**GIVEN EXERCISE**
Reproduce the entries below word for word, from the line that contains "of the wooden" through the end of the entries, including both ends.

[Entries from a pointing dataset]
+ + + + + + +
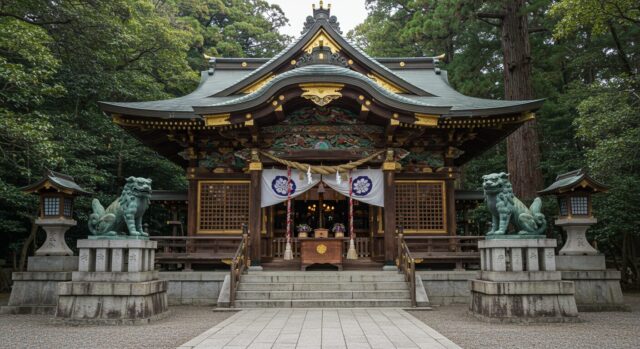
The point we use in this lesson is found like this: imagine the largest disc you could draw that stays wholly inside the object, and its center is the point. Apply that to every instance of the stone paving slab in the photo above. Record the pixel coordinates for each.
(359, 328)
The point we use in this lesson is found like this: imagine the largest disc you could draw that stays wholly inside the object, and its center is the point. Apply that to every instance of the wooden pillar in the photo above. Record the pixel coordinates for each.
(255, 212)
(390, 252)
(192, 210)
(450, 191)
(192, 202)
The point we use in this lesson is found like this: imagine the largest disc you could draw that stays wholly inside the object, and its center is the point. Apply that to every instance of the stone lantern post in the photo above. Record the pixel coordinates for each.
+ + + + + + +
**EXPECTED ANSWER**
The point we use in this lesson is found like this: imagine the largest disc you could draw that stays wholly inside the object, and its center is the point. Apply that to every instance of the wooden pillar in the photo above. Record the pixel coordinates for each.
(255, 212)
(390, 252)
(192, 210)
(450, 191)
(192, 202)
The point we use in this lesson is found like this: imagine the largest disc you could draw that stays wholly inside the object, and its center is the point. Apply that to every instance of the stone lantern post in the photo above. Record the pixel coordinates for each.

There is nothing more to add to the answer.